(The exercise):
Reproduce the rows from the line containing "Thanks for the photo. Could you please mark the roadside grass" through the end of the rows, substituting "grassy verge" for "roadside grass" and leaving everything else unchanged.

* START Stored records *

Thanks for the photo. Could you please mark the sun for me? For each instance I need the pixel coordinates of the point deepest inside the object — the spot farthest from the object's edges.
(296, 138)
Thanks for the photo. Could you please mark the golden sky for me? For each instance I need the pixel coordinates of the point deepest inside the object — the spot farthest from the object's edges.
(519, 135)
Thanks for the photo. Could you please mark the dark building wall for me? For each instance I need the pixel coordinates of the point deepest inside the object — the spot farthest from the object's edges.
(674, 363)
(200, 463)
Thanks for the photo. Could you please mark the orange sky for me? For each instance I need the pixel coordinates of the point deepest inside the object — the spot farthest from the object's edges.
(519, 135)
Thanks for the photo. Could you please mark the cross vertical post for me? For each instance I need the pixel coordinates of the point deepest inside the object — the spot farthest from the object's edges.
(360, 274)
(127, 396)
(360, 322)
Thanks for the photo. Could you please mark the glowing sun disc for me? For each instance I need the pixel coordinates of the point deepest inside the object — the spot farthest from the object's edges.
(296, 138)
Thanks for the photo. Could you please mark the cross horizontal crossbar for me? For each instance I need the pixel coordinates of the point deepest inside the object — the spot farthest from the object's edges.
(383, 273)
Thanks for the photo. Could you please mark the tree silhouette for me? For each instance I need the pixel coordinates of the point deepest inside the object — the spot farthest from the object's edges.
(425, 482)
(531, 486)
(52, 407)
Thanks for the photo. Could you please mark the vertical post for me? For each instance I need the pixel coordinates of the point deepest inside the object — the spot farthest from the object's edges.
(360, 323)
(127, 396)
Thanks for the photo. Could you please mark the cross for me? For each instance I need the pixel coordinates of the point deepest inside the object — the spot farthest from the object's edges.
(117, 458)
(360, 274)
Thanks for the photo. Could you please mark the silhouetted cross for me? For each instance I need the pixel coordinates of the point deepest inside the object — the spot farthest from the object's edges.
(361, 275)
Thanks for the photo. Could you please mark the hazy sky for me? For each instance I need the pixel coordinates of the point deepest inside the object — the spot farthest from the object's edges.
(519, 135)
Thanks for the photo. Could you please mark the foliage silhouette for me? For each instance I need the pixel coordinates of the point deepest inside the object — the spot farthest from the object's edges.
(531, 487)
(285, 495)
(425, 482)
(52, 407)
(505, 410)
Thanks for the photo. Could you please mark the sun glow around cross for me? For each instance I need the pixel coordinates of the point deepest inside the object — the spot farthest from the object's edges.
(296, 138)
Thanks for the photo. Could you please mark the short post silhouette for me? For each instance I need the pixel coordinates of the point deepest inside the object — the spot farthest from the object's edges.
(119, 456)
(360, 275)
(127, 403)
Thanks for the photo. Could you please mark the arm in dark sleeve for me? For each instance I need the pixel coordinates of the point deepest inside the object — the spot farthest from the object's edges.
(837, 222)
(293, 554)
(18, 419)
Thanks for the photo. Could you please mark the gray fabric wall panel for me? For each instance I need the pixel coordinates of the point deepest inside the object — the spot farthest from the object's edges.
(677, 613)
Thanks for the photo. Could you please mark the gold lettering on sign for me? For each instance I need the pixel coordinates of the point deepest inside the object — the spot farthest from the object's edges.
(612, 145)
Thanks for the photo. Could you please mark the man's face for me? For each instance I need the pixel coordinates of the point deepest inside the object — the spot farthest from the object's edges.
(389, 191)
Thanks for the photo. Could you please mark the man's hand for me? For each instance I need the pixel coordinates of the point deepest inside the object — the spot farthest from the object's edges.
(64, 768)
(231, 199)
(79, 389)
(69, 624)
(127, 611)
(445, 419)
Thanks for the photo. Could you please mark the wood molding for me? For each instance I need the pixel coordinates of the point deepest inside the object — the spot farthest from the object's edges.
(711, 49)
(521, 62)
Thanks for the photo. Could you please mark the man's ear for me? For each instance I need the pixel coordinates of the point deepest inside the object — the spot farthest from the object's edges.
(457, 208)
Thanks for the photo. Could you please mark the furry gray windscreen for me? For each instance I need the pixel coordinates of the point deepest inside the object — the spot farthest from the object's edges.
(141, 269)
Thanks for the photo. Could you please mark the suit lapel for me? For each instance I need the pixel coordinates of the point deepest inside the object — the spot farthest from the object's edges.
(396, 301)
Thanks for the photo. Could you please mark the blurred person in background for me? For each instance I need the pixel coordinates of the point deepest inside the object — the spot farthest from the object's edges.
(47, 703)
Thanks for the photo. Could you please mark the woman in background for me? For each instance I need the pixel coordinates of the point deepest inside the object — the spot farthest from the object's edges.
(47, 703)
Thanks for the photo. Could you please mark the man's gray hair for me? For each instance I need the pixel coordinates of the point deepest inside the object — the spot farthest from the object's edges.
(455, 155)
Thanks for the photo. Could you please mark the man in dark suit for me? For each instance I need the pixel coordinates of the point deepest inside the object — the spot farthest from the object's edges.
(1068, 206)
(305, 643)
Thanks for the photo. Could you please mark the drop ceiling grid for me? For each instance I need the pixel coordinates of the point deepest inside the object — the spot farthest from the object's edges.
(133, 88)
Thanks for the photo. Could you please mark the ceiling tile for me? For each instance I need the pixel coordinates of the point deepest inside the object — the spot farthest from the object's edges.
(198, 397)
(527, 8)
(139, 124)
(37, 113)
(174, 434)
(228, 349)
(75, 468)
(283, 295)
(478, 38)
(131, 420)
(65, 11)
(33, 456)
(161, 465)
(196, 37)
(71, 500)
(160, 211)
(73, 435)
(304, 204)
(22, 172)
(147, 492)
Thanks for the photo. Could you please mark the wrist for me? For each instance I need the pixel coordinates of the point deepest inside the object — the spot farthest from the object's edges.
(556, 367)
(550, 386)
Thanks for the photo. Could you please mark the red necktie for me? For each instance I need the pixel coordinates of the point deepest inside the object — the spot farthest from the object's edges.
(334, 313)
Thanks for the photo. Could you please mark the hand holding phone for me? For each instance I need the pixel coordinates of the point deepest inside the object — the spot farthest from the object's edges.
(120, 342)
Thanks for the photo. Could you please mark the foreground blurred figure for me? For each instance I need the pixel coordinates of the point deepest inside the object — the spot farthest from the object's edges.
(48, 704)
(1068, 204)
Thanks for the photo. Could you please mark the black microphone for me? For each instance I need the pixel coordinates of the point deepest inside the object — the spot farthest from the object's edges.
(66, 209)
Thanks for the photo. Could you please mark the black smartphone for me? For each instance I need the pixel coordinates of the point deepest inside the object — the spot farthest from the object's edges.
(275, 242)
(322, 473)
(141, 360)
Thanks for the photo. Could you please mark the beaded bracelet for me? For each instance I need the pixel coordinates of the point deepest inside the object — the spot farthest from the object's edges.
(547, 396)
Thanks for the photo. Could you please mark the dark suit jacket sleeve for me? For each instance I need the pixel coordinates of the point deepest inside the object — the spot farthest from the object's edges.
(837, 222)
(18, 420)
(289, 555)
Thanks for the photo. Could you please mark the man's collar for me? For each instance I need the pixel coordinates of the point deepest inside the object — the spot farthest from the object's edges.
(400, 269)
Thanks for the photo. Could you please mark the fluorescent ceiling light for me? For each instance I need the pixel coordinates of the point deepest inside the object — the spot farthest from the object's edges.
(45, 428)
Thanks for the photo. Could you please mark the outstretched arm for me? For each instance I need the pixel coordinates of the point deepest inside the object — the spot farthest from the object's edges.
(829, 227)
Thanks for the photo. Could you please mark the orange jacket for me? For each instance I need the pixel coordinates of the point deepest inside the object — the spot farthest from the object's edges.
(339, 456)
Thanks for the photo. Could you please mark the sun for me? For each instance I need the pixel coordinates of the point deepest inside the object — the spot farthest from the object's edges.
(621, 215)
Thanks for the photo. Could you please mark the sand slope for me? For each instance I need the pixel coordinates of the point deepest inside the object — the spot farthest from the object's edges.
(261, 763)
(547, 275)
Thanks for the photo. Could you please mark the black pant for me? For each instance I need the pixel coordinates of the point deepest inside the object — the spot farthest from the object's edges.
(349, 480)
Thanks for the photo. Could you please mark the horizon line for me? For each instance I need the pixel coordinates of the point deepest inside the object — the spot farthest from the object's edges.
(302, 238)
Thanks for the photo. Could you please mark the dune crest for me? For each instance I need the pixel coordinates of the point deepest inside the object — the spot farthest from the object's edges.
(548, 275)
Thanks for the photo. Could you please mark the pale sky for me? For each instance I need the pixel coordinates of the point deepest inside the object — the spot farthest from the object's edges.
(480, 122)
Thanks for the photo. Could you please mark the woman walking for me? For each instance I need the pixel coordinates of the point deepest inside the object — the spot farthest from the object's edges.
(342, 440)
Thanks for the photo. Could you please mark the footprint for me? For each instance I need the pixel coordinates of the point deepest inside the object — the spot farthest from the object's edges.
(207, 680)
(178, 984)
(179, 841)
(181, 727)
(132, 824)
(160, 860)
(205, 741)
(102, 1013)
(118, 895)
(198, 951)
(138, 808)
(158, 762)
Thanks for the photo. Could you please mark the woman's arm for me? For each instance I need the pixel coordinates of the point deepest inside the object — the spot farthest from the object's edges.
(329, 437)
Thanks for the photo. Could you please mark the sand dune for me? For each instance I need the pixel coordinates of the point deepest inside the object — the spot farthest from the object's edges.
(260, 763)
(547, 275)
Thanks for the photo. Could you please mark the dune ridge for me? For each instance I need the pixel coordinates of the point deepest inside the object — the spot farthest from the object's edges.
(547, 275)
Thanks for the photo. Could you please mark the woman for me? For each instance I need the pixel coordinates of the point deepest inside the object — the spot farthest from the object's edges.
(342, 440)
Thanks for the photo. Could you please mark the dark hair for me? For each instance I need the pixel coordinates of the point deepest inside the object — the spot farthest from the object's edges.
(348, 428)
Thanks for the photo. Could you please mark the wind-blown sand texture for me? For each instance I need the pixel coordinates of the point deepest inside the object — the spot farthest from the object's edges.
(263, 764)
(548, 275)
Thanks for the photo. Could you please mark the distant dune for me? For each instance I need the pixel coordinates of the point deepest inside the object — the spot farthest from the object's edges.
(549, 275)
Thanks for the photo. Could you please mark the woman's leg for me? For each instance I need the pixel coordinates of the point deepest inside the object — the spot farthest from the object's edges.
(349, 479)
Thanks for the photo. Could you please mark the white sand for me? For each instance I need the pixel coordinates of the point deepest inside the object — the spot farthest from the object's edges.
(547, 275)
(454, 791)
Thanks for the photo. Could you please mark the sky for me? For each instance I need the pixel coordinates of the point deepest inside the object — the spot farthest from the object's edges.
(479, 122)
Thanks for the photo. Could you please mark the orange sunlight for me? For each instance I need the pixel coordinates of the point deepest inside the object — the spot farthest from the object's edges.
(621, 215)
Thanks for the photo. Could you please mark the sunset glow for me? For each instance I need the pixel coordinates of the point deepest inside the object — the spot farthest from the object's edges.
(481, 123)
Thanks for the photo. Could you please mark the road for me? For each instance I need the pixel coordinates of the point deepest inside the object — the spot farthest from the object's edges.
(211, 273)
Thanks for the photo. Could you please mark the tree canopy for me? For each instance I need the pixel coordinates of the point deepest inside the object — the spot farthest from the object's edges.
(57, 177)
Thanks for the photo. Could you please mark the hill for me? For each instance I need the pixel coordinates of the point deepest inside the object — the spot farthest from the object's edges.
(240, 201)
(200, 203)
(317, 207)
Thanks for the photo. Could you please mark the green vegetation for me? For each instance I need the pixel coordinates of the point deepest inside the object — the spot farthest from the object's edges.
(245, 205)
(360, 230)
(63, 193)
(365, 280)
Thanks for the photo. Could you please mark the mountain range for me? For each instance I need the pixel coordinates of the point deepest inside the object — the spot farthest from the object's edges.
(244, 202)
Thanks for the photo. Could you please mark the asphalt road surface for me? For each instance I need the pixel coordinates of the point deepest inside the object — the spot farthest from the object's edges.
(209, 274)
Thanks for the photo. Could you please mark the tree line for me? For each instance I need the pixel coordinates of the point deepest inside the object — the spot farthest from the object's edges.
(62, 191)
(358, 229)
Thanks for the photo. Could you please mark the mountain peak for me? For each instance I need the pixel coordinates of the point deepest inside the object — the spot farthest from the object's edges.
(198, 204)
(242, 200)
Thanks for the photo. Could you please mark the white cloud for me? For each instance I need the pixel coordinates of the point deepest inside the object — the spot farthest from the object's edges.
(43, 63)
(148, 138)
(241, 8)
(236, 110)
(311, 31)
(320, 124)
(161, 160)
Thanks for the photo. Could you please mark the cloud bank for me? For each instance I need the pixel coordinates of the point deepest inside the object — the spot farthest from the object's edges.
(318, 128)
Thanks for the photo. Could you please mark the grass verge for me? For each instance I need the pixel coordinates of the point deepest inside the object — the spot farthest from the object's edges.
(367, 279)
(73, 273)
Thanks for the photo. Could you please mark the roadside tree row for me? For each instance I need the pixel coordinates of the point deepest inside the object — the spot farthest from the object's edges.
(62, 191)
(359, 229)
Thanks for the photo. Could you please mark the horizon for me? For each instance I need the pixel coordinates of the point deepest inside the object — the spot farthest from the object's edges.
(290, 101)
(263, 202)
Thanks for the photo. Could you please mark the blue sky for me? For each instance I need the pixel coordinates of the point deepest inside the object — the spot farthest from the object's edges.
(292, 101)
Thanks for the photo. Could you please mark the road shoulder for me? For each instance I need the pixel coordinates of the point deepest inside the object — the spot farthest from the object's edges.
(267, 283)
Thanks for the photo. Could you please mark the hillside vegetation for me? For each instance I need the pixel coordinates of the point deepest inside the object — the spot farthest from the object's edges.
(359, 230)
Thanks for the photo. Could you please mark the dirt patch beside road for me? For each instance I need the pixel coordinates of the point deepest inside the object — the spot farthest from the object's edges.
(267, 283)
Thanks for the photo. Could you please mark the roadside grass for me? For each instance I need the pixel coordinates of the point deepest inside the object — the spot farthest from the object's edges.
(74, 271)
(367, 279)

* END Stored records *

(Exercise response):
Thanks for the photo. Could you please mark the grassy verge for me? For each instance I need the pixel coordinates of the point deepest inside the object — the spot farthest from the object's edges.
(74, 271)
(367, 279)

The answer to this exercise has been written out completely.